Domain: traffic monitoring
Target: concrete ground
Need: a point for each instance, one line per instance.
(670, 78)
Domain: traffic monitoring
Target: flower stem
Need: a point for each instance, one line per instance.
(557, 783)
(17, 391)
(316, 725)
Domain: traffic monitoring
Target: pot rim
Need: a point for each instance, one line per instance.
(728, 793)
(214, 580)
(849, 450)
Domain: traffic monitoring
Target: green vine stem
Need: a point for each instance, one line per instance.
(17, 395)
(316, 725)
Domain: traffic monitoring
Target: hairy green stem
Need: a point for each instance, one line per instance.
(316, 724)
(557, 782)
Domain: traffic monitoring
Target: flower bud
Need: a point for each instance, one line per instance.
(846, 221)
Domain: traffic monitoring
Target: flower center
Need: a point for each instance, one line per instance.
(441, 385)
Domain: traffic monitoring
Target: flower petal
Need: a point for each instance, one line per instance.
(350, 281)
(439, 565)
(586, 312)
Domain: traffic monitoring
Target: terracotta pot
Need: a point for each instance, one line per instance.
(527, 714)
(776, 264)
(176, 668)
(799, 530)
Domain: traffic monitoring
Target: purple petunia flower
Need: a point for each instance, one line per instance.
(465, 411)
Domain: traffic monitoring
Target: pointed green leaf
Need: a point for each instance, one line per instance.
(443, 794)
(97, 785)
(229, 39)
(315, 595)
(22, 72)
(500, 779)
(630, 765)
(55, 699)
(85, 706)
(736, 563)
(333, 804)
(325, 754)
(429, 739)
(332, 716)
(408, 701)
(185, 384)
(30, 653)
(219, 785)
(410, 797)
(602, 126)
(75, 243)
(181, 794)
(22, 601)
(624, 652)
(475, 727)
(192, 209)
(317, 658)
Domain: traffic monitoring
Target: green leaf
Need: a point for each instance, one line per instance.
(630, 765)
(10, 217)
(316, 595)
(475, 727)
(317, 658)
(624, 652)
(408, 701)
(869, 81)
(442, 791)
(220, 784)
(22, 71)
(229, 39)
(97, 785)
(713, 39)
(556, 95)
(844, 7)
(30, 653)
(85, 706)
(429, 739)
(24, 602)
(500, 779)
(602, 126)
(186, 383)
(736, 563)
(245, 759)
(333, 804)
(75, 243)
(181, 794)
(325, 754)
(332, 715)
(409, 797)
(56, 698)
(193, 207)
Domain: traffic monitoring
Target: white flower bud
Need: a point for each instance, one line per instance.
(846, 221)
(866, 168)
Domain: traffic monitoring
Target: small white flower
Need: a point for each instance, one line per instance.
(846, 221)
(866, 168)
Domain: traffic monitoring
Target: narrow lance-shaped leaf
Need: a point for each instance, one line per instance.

┄┄┄┄┄┄

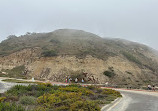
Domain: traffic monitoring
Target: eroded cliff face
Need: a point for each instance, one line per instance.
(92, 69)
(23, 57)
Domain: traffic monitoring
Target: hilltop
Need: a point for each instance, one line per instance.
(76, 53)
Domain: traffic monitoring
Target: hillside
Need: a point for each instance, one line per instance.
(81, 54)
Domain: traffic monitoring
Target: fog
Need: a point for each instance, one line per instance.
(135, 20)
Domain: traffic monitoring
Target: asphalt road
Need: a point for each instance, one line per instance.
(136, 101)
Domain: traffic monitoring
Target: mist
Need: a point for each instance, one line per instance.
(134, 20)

┄┄┄┄┄┄

(Task prompt): Each line of the entries that contains the word "stem" should be listed.

(Task answer):
Target: flower stem
Target: green vine stem
Target: hairy green stem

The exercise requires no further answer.